Task set ->
**a.** In the ombudsman findings, when was the resident's latest legal disrepair claim settled?
**b.** Carry on the ombudsman findings about damp and mould from the point where they stop.

Text segment ->

Assessment and findings
Scope of the investigation
- The Ombudsman is aware that the resident has had 2 previous legal disrepair claims against the landlord. The latest claim was settled in January 2024. This Service cannot consider complaints which were the subject of court proceedings or where the resident had the opportunity to raise the subject matter as part of legal proceedings. As such, this investigation will only consider the landlord’s handling of the issues from February 2024 onwards.
- The resident informed the Ombudsman that the landlord’s handling of the matters under review in this investigation had a negative impact on the household’s health and wellbeing. This Service is unable to establish legal liability or whether a landlord’s actions or lack of action have had a detrimental impact on a resident’s health. Nor can it calculate or award damages. The Ombudsman is therefore unable to consider the personal injury aspects of the resident’s complaint. These matters are likely better suited to consideration by a court or via a personal injury claim. Although, we will consider any impact that resulted in distress and inconvenience caused to the resident.
- The resident has also stated that the landlord’s failure to consider the impact of the damp and mould on her daughter’s health was discrimination under the Equality Act 2010. The Ombudsman cannot decide if a landlord has breached the Equality Act 2010. Only a court can do that. However, we can look at how the landlord handled the issue and whether it acted fairly, based on its duties and policies.
- The resident has referred to anti-social behaviour (ASB) from her neighbour. This complaint has not exhausted the landlord’s complaints procedure and was not brought as a complaint to the Ombudsman. Therefore, we will be unable to investigate the landlord’s handling of the matter. Any reference to the reported ASB will be for contextual purposes only.
The landlord’s handling of the resident’s reports of damp and mould in the property
- The landlord has a leaks, condensation, damp and mould policy. It states the purpose of the policy is to support the safety and wellbeing of residents in their homes. It says living with condensation, damp and mould can have serious health implications for residents.
- It says where particularly severe or recurring damp or mould issues are identified, it will undertake a comprehensive risk assessment which may result in a range of actions to support the resident depending on their circumstances. It says actions may include providing and funding dehumidifiers, installing ventilation systems, dry lining walls or applying mould resistant coverings.

Provided records ->
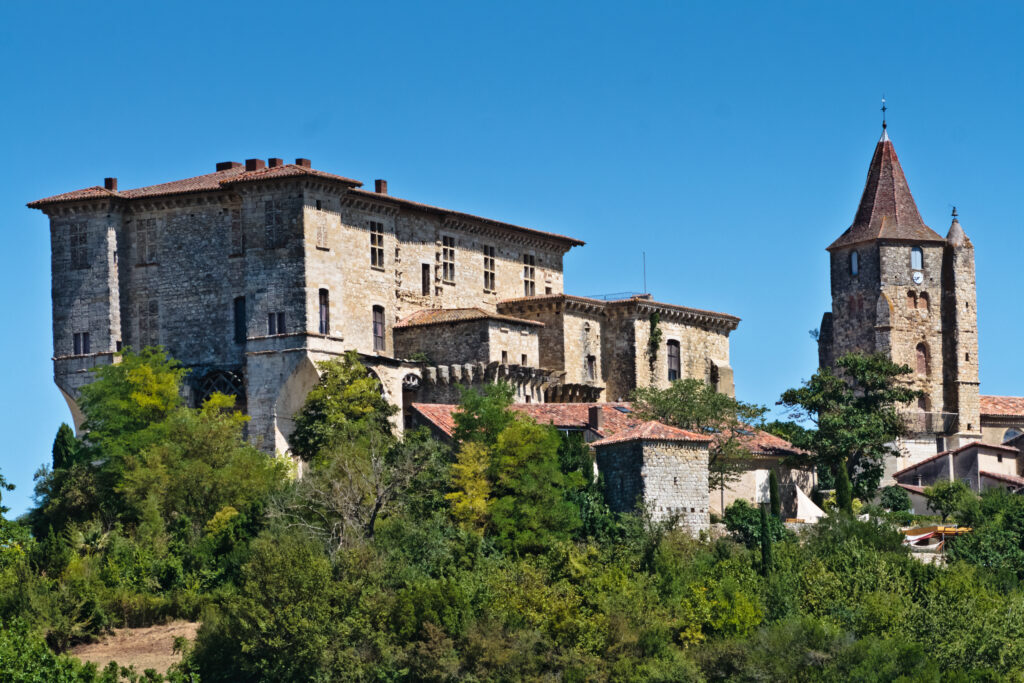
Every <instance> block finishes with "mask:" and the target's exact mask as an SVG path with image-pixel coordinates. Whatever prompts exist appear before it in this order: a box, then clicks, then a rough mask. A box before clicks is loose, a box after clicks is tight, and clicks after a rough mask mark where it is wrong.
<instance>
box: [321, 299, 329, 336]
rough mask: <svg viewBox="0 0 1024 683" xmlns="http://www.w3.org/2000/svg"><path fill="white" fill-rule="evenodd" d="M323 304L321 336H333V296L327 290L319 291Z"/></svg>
mask: <svg viewBox="0 0 1024 683" xmlns="http://www.w3.org/2000/svg"><path fill="white" fill-rule="evenodd" d="M319 303H321V334H322V335H328V334H331V295H330V293H329V292H328V291H327V290H321V291H319Z"/></svg>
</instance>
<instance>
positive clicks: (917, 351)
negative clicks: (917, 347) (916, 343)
mask: <svg viewBox="0 0 1024 683" xmlns="http://www.w3.org/2000/svg"><path fill="white" fill-rule="evenodd" d="M916 356H918V375H920V376H922V377H927V376H928V371H929V368H928V346H926V345H925V343H924V342H922V343H920V344H918V348H916Z"/></svg>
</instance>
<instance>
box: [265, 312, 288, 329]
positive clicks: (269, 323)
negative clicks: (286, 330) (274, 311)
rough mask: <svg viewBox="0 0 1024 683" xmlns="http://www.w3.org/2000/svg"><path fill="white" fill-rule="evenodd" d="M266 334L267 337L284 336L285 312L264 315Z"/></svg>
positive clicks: (274, 312) (284, 326) (271, 313)
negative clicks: (265, 324) (265, 322)
mask: <svg viewBox="0 0 1024 683" xmlns="http://www.w3.org/2000/svg"><path fill="white" fill-rule="evenodd" d="M266 333H267V334H268V335H283V334H285V311H283V310H282V311H276V312H273V313H267V314H266Z"/></svg>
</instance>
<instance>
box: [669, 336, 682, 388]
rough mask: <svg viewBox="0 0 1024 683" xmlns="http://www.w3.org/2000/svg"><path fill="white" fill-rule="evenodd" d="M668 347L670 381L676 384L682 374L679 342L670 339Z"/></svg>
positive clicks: (669, 380)
mask: <svg viewBox="0 0 1024 683" xmlns="http://www.w3.org/2000/svg"><path fill="white" fill-rule="evenodd" d="M666 346H668V349H669V381H670V382H675V381H676V380H678V379H679V374H680V362H679V342H678V341H676V340H675V339H670V340H669V342H668V343H667V344H666Z"/></svg>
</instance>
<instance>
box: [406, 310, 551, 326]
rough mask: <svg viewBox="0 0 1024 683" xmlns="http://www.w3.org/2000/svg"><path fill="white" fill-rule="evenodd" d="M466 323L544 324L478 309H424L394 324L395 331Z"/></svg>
mask: <svg viewBox="0 0 1024 683" xmlns="http://www.w3.org/2000/svg"><path fill="white" fill-rule="evenodd" d="M467 321H502V322H505V323H511V324H513V325H528V326H530V327H539V328H543V327H544V323H540V322H538V321H525V319H523V318H521V317H512V316H511V315H501V314H499V313H488V312H487V311H485V310H481V309H479V308H424V309H422V310H418V311H416V312H414V313H412V314H410V315H407V316H406V317H403V318H401V319H400V321H398V322H397V323H395V325H394V327H395V329H398V328H416V327H422V326H425V325H444V324H447V323H465V322H467Z"/></svg>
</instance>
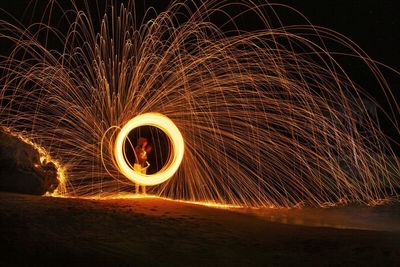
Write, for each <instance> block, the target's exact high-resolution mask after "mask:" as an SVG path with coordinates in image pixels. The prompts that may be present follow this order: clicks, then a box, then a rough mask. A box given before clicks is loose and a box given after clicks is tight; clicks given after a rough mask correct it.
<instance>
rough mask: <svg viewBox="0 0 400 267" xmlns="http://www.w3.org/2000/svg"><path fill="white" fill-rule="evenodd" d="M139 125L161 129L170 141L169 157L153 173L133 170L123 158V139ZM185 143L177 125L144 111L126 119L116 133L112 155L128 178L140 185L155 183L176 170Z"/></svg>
mask: <svg viewBox="0 0 400 267" xmlns="http://www.w3.org/2000/svg"><path fill="white" fill-rule="evenodd" d="M140 126H153V127H156V128H159V129H160V130H162V131H163V132H164V133H165V134H166V135H167V136H168V138H169V140H170V142H171V151H170V155H169V158H168V160H167V162H166V164H165V165H164V166H163V168H162V169H161V170H160V171H158V172H157V173H155V174H150V175H149V174H143V173H139V172H137V171H135V170H134V169H132V167H131V166H130V165H129V164H128V163H127V162H126V159H125V156H124V155H125V151H124V147H125V141H126V139H127V137H128V134H129V133H130V132H131V131H132V130H133V129H135V128H137V127H140ZM184 149H185V144H184V141H183V137H182V134H181V132H180V131H179V129H178V127H176V125H175V124H174V123H173V122H172V121H171V120H170V119H169V118H168V117H166V116H164V115H162V114H160V113H145V114H142V115H139V116H136V117H134V118H133V119H131V120H130V121H128V122H127V123H126V124H125V126H124V127H122V129H121V131H120V132H119V133H118V135H117V138H116V140H115V145H114V155H115V160H116V163H117V167H118V169H119V171H120V172H121V173H122V174H123V175H125V176H126V177H127V178H128V179H129V180H131V181H132V182H134V183H138V184H141V185H157V184H161V183H163V182H165V181H167V180H168V179H170V178H171V177H172V176H173V175H174V173H175V172H176V171H177V170H178V168H179V165H180V164H181V162H182V159H183V153H184Z"/></svg>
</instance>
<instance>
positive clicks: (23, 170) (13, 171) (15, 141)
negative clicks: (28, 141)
mask: <svg viewBox="0 0 400 267" xmlns="http://www.w3.org/2000/svg"><path fill="white" fill-rule="evenodd" d="M58 183H59V182H58V180H57V169H56V167H55V165H54V164H53V163H51V162H50V163H48V162H44V163H41V162H40V155H39V152H38V151H37V150H36V149H35V148H34V147H32V146H31V145H29V144H27V143H25V142H23V141H22V140H20V139H19V138H16V137H14V136H11V135H9V134H7V133H5V132H3V131H0V191H7V192H16V193H25V194H33V195H43V194H44V193H46V192H52V191H54V189H55V188H56V187H57V185H58Z"/></svg>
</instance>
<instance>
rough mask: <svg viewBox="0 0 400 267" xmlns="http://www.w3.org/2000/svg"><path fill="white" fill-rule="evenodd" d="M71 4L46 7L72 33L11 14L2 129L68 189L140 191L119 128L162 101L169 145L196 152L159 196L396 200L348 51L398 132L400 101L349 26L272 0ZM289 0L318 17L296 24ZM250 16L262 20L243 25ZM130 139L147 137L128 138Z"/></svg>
mask: <svg viewBox="0 0 400 267" xmlns="http://www.w3.org/2000/svg"><path fill="white" fill-rule="evenodd" d="M71 5H72V9H66V10H63V9H62V7H60V6H61V5H60V4H59V3H58V2H54V1H52V2H50V3H49V5H48V7H47V9H46V11H45V14H48V15H49V17H52V16H53V20H54V15H53V13H52V12H55V11H54V10H56V9H57V8H58V9H61V11H62V14H63V16H61V18H60V20H61V21H62V23H63V24H62V25H64V26H63V27H65V25H67V28H68V30H67V31H66V33H63V32H62V31H61V30H58V28H57V25H58V24H56V23H50V21H51V20H49V22H46V21H44V20H43V21H42V22H41V23H37V24H33V25H32V26H30V27H28V28H26V27H23V26H20V25H19V24H11V23H8V22H5V21H2V22H1V23H0V27H1V31H0V38H1V40H7V42H10V43H13V45H14V46H13V49H12V50H11V51H10V53H9V54H8V55H7V56H6V57H2V59H1V64H0V69H1V73H2V76H1V78H0V86H1V106H0V108H1V109H0V123H1V124H0V125H2V126H3V127H7V128H8V129H10V130H11V131H12V132H15V133H20V134H22V135H24V136H25V137H26V138H28V139H29V140H31V141H32V142H33V143H35V144H37V145H38V146H40V147H41V148H43V149H44V150H45V151H46V153H48V155H50V156H51V158H53V159H55V160H56V161H57V162H59V166H63V168H64V169H65V171H64V176H63V177H64V178H62V181H61V184H60V186H59V188H58V189H57V191H56V192H55V193H54V194H55V195H61V196H65V197H68V196H78V197H108V196H115V195H118V194H122V193H124V192H132V188H133V185H132V181H131V180H130V179H128V178H129V175H130V174H127V173H130V172H131V171H132V170H131V171H129V170H128V171H124V170H122V169H121V164H120V162H123V161H126V158H125V157H124V155H123V154H124V152H122V149H123V148H122V145H121V146H119V147H121V152H120V153H116V152H115V144H116V142H117V139H118V134H119V133H120V132H121V129H123V127H124V126H125V125H126V124H127V123H128V122H129V121H130V120H132V119H134V118H136V117H137V116H139V115H142V114H146V113H150V114H154V113H156V114H161V115H162V116H165V117H166V118H168V119H169V120H170V121H172V122H173V124H174V125H175V126H176V128H177V129H178V130H179V131H178V132H180V134H181V138H182V141H183V142H184V146H183V143H182V146H178V147H175V148H174V149H172V148H170V149H169V151H170V154H171V153H173V152H174V151H176V149H178V150H180V152H182V154H179V155H178V154H177V155H178V156H177V157H180V158H177V160H178V161H179V163H180V164H178V165H176V166H175V167H176V168H175V167H174V168H175V169H173V173H172V174H171V175H170V176H169V177H168V178H169V179H165V180H164V182H162V183H159V184H157V185H154V186H152V187H149V188H148V190H147V193H148V194H151V195H155V196H160V197H167V198H172V199H177V200H189V201H200V202H205V203H220V204H231V205H240V206H251V207H260V206H294V205H297V204H299V203H305V204H308V205H314V206H324V205H331V204H336V203H349V202H361V203H374V202H376V201H379V200H381V199H387V198H390V197H396V196H397V192H396V190H398V188H399V186H400V179H399V176H400V167H399V161H398V160H397V159H396V157H395V153H394V152H393V150H392V148H391V146H390V145H389V140H388V138H387V137H386V136H385V135H384V133H383V132H382V130H381V129H380V127H379V124H378V121H377V120H376V118H375V117H374V116H373V114H371V112H370V111H369V109H368V106H367V104H366V100H368V101H369V102H375V101H374V100H373V99H372V98H371V97H370V95H369V93H368V91H367V90H365V89H364V88H361V87H360V86H359V85H357V84H356V83H355V82H354V81H353V80H352V78H351V77H350V75H349V73H348V72H347V71H346V68H345V67H344V66H342V65H341V64H340V61H339V60H338V58H339V57H343V56H348V57H353V58H356V59H358V60H359V61H360V62H363V64H364V66H366V67H367V68H368V69H369V73H370V75H371V76H372V77H374V79H375V80H376V81H377V84H379V85H380V91H382V92H383V93H385V95H386V96H387V99H388V102H390V103H392V104H391V106H390V110H391V112H389V113H385V116H386V117H387V118H389V119H390V120H391V122H392V124H393V127H394V128H395V129H396V131H397V132H399V127H398V122H397V120H396V114H398V113H399V106H398V105H397V103H396V102H395V101H393V96H392V95H391V93H390V92H391V91H390V87H389V85H388V84H387V82H386V80H385V78H384V76H383V75H382V73H381V71H380V67H381V65H380V64H378V63H377V62H375V61H373V60H372V59H370V58H369V57H368V56H367V55H366V54H365V53H364V52H363V51H362V50H361V49H360V48H359V47H358V46H356V45H355V44H354V43H353V42H351V40H349V39H347V38H346V37H344V36H342V35H340V34H339V33H336V32H334V31H331V30H329V29H326V28H321V27H317V26H314V25H312V24H310V23H309V22H307V20H306V19H303V18H302V16H301V14H299V13H297V12H296V11H294V10H291V9H290V8H289V7H284V6H281V5H273V4H268V3H265V2H264V3H261V4H260V3H258V4H255V3H254V2H252V1H234V2H233V3H232V1H224V0H222V1H221V0H218V1H216V0H215V1H213V0H211V1H205V2H203V3H201V2H200V3H199V2H198V1H173V2H171V3H170V5H169V6H168V8H167V9H166V10H165V11H163V12H161V13H158V14H157V13H156V12H155V11H154V10H152V9H149V10H148V12H146V13H145V14H144V16H143V18H140V16H139V15H138V12H137V7H135V3H134V2H128V3H125V5H117V4H115V3H113V2H107V4H106V7H105V11H104V13H103V14H102V13H100V14H102V15H100V19H96V18H95V17H94V15H93V14H91V12H89V11H90V10H89V7H88V6H86V7H83V8H82V7H79V6H78V5H77V3H75V2H71ZM98 9H100V8H98ZM281 9H286V10H289V11H290V12H292V13H293V14H292V15H293V16H297V17H299V18H300V19H302V20H303V21H304V25H300V26H299V25H296V26H295V25H285V24H284V23H283V22H282V21H281V19H283V18H279V17H278V15H277V14H278V13H279V12H278V11H279V10H281ZM232 10H239V11H238V12H232ZM244 16H246V17H249V16H251V17H252V18H253V19H257V20H258V21H259V24H260V27H259V29H257V30H243V29H241V28H240V25H239V23H240V21H242V20H241V18H243V17H244ZM216 17H217V18H218V22H213V21H214V20H213V19H215V18H216ZM221 21H223V22H221ZM60 24H61V23H60ZM52 41H53V42H58V43H61V44H62V49H54V48H51V45H50V44H51V42H52ZM331 44H334V45H335V47H337V48H338V49H337V51H336V50H335V51H332V49H330V48H328V47H332V45H331ZM375 104H376V105H377V103H375ZM378 110H381V109H380V108H379V105H378ZM127 134H128V132H127ZM175 137H176V134H174V133H172V136H170V139H171V138H175ZM178 138H179V136H178ZM171 140H172V139H171ZM127 141H129V142H133V143H134V142H136V140H126V138H125V139H121V140H119V141H118V142H127ZM119 144H122V143H119ZM183 151H184V153H183ZM393 159H394V160H393ZM174 160H175V159H174ZM125 163H126V162H125ZM125 165H128V164H125ZM121 170H122V171H121ZM124 174H125V175H127V176H125V175H124ZM133 175H134V174H133ZM154 175H155V176H154V177H158V176H157V175H159V173H158V174H157V173H156V174H154ZM127 177H128V178H127ZM142 178H143V177H142ZM143 179H145V177H144V178H143ZM134 180H135V179H134ZM135 181H137V179H136V180H135Z"/></svg>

Results of the tasks ->
**a.** January 2024.

**b.**
- The policy also states that where appropriate the landlord will pay compensation in line with its compensation policy as a result of any failure to deliver the service it has committed to.
- Landlords are required to consider the condition of properties using a risk assessment approach called the Housing Health and Safety Rating System (HHSRS). HHSRS does not specify any minimum standards, but it is concerned with avoiding or minimising potential health hazards. Damp and mould are potential hazards that fall within the scope of HHSRS. Landlords should be aware of their obligations under HHSRS. Where potential hazards are identified, improvement works are typically the starting point and additional monitoring is expected.
- The landlord has evidenced that its initial response to the resident’s concerns was reasonable. Following the settled LDR, it showed it had carried out investigations into the potential causes of damp and mould in the property and outlined actions it could take to further inspect and remedy the issues. This was in line with its policy.
- It is understandable that the resident was concerned about the reported issues with the rendering, as she believed the landlord had previously addressed the issue. The Ombudsman has not investigated the action taken in relation to the rendering prior to the LDR settlement. The landlord’s stage 1 response concluded that the right hand flank was not part of the previous works. It also said it did not believe it to be impacting the mould growth in the resident’s home. The landlord’s response was not appropriate as it contradicts the information in its internal emails which suggested that the condition of the rendering could cause cold bridging and mould in the property.
- The re-rendering was completed on 4 November 2024, this was almost 6 months after the inspection which took place on 15 May 2024. It appears some of the delays were initially due to the neighbour refusing access. The landlord appropriately contacted the leaseholder and confirmed there would be no further issues in its stage 1 response in June 2024. In its stage 2 response, the landlord states that some of the delays were also due to poor weather in October 2024. The landlord’s response did not sufficiently address the reasons for the delays between June 2024 and October 2024. Given the potential impact on the resident’s living conditions, it is the Ombudsman’s opinion that the landlord should have completed the re-rendering sooner.
- In her correspondence to the landlord on 15 May 2024, the resident said the prolonged exposure to mould had compromised her family’s respiratory health and wellbeing. On 20 May 2024, the landlord confirmed it had suggested it should carry out a mould wash every 3 months. The resident wrote to the landlord again on 5 June 2024 regarding her concerns for her children’s health and her mental wellbeing. On 15 August 2024, the resident referred to ending her live if she found she could no longer bear the living conditions. And in her stage 2 escalation she referred to her daughter’s health and that the landlord had discriminated against her under the Equality Act 2010.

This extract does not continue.